▶ [ASSIGNMENT]
Set down the whole listing verbatim.

▶ [SOURCE MATERIAL]
● ● ● ● ●

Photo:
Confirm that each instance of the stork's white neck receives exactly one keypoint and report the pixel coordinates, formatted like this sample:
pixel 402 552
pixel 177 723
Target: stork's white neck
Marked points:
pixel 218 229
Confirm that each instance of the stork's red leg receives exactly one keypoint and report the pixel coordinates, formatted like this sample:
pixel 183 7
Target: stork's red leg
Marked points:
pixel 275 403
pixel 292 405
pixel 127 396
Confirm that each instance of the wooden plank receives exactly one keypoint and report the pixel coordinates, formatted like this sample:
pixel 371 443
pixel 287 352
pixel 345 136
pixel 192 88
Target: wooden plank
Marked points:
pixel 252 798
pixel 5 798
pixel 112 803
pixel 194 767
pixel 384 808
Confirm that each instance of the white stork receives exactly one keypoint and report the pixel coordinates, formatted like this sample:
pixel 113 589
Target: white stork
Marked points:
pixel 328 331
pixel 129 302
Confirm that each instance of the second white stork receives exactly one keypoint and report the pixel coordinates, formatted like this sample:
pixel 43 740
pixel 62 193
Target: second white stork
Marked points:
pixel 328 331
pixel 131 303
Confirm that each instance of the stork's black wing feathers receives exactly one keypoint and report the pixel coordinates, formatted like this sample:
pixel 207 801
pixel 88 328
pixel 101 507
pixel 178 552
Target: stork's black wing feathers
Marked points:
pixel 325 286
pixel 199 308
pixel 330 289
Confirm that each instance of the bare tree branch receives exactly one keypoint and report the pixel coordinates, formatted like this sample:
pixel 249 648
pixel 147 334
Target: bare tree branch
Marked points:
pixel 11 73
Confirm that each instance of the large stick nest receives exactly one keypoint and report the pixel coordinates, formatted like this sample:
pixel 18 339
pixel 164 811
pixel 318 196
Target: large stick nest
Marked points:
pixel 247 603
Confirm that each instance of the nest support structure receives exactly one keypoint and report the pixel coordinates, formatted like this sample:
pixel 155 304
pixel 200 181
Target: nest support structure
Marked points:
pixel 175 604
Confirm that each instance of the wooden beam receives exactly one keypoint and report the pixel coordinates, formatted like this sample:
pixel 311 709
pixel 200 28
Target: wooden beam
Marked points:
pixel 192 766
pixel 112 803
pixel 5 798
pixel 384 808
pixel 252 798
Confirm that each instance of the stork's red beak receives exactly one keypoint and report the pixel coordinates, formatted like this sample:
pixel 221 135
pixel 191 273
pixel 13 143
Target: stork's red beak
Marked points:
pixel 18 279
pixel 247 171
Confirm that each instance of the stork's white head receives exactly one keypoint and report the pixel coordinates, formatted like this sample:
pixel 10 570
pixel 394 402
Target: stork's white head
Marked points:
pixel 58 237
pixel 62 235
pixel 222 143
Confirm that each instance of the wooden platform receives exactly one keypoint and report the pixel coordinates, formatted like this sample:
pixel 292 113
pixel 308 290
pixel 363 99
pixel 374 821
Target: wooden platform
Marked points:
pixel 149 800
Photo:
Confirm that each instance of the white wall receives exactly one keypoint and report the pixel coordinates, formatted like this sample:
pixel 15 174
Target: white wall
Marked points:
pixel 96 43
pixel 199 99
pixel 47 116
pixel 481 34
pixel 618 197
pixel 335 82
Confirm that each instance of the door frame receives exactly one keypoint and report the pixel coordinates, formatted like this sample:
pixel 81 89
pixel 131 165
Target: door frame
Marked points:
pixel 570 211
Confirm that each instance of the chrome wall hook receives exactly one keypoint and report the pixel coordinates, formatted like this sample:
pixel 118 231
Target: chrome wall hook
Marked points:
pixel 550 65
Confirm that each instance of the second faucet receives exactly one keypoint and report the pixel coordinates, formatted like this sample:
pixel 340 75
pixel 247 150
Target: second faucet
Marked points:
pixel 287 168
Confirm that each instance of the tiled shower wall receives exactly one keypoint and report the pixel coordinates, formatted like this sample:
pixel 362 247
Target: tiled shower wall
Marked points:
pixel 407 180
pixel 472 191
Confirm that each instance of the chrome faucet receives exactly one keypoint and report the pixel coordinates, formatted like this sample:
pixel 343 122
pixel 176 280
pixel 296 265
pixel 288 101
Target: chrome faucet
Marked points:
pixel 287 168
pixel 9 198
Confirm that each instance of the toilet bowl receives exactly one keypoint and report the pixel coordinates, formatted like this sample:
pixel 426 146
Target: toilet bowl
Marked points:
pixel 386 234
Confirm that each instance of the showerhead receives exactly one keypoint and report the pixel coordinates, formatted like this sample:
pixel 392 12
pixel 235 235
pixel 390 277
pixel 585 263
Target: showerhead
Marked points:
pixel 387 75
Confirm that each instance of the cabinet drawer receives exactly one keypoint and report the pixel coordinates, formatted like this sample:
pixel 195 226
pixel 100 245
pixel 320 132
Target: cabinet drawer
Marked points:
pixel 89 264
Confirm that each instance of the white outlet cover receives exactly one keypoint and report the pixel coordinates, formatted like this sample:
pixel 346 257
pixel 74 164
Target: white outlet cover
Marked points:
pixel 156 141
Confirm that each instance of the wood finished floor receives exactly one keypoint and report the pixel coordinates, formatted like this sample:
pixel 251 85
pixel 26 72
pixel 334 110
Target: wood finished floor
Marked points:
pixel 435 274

● ● ● ● ●

▶ [TASK RESULT]
Photo:
Confirm that each instance of the stork's white neck receives exactly one keypoint and report the pixel coordinates, formatted like this sample:
pixel 402 552
pixel 177 723
Target: stork's white neck
Marked points:
pixel 218 229
Confirm that each instance of the stork's red leg receives exactly one keypoint and report the pixel coordinates, formatted like this sample:
pixel 183 7
Target: stork's red leg
Marked points:
pixel 275 403
pixel 292 405
pixel 127 396
Confirm that each instance of the wooden plank receives exactly one keypoint and report the pixel coordinates, formatted like this sample:
pixel 371 443
pixel 287 352
pixel 345 136
pixel 192 88
Target: wooden plank
Marked points:
pixel 252 798
pixel 5 798
pixel 112 803
pixel 194 767
pixel 384 808
Confirm that each instance of the white stork receives exactly one keypoint and report the pixel coordinates, formatted like this sample:
pixel 113 589
Target: white stork
Marked points:
pixel 328 331
pixel 129 302
Confirm that each instance of the second white stork receives exactly one keypoint and report the pixel coordinates, formatted like this sample:
pixel 43 740
pixel 62 193
Target: second white stork
Marked points:
pixel 328 331
pixel 131 303
Confirm that each instance of the stork's black wing feathers receives exactly one keypoint and report the pixel coordinates, formatted like this sample:
pixel 207 801
pixel 88 328
pixel 101 507
pixel 178 552
Target: stork's black wing feathers
Marked points:
pixel 325 286
pixel 199 308
pixel 330 289
Confirm that each instance of the bare tree branch receives exactly one keypoint and report the pixel coordinates, formatted like this sample:
pixel 249 648
pixel 147 334
Target: bare tree branch
Marked points:
pixel 11 73
Confirm that each instance of the large stick nest receives exactly one keypoint and report the pixel coordinates, formatted like this sample:
pixel 18 339
pixel 164 811
pixel 318 196
Target: large stick nest
Marked points:
pixel 247 603
Confirm that each instance of the nest support structure receives exactly one keypoint and report the pixel coordinates, formatted like this sample:
pixel 155 304
pixel 200 181
Target: nest support structure
Marked points:
pixel 175 604
Confirm that each instance of the wooden beam receives exactly one keypoint and report the pixel coordinates, formatted like this sample:
pixel 311 709
pixel 200 28
Target: wooden beam
Marked points:
pixel 192 766
pixel 112 803
pixel 5 798
pixel 384 808
pixel 252 798
Confirm that each instance of the stork's red beak receives exactly one keypoint and report the pixel coordinates, formatted like this sample:
pixel 221 135
pixel 191 273
pixel 13 143
Target: stork's red beak
Marked points:
pixel 18 279
pixel 247 171
Confirm that each instance of the stork's white head receives exactly one keypoint and report the pixel coordinates, formatted like this sample:
pixel 10 570
pixel 394 402
Target: stork's white head
Marked points:
pixel 58 237
pixel 62 235
pixel 222 143
Confirm that each instance of the wooden platform receives exactly one keypoint and report the pixel coordinates, formatted like this sample:
pixel 292 113
pixel 308 290
pixel 363 99
pixel 374 821
Target: wooden platform
Marked points:
pixel 149 800
Photo:
Confirm that each instance of the white wall receives exactly one keypoint and report the pixel coordinates, formatted like this sample:
pixel 15 174
Target: white wall
Marked points:
pixel 96 43
pixel 199 99
pixel 47 116
pixel 481 34
pixel 618 197
pixel 335 82
Confirm that each instance of the door frame receives exactly one keypoint and report the pixel coordinates, formatted like this sample:
pixel 81 89
pixel 131 165
Target: door frame
Marked points:
pixel 570 211
Confirm that each instance of the chrome wall hook receives exactly one keypoint and report the pixel coordinates, formatted like this sample:
pixel 118 231
Target: chrome wall hook
Marked points:
pixel 550 65
Confirm that each instance of the second faucet receives exactly one keypoint and report the pixel coordinates, formatted like this sample:
pixel 340 75
pixel 247 150
Target: second faucet
Marked points:
pixel 287 168
Confirm that each instance of the tiled shower wall receives exactly one keypoint and report the pixel coordinates, formatted like this sample:
pixel 362 247
Target: tiled shower wall
Marked points:
pixel 407 180
pixel 472 191
Confirm that each instance of the chrome faucet receives exactly one keypoint and report the pixel coordinates, formatted like this sample:
pixel 343 122
pixel 176 280
pixel 296 265
pixel 288 101
Target: chrome faucet
Marked points:
pixel 287 168
pixel 9 198
Confirm that each instance of the toilet bowl receives exactly one keypoint and report the pixel coordinates, formatted like this sample:
pixel 426 146
Target: toilet bowl
Marked points:
pixel 386 234
Confirm that each instance of the showerhead receives exactly one keypoint and report the pixel coordinates, formatted like this sample:
pixel 392 12
pixel 235 235
pixel 390 277
pixel 585 263
Target: showerhead
Marked points:
pixel 387 75
Confirm that each instance of the cabinet drawer receives exactly one keypoint and report the pixel coordinates, formatted like this sample:
pixel 195 226
pixel 100 245
pixel 320 132
Target: cabinet drawer
Marked points:
pixel 89 264
Confirm that each instance of the white outlet cover receives exactly one keypoint and report the pixel coordinates, formatted like this sample:
pixel 346 257
pixel 74 164
Target: white outlet cover
Marked points:
pixel 156 141
Confirm that each instance of the wood finished floor receives exactly one keypoint and report the pixel coordinates, formatted like this sample:
pixel 251 85
pixel 26 72
pixel 334 110
Target: wood finished floor
Marked points:
pixel 435 274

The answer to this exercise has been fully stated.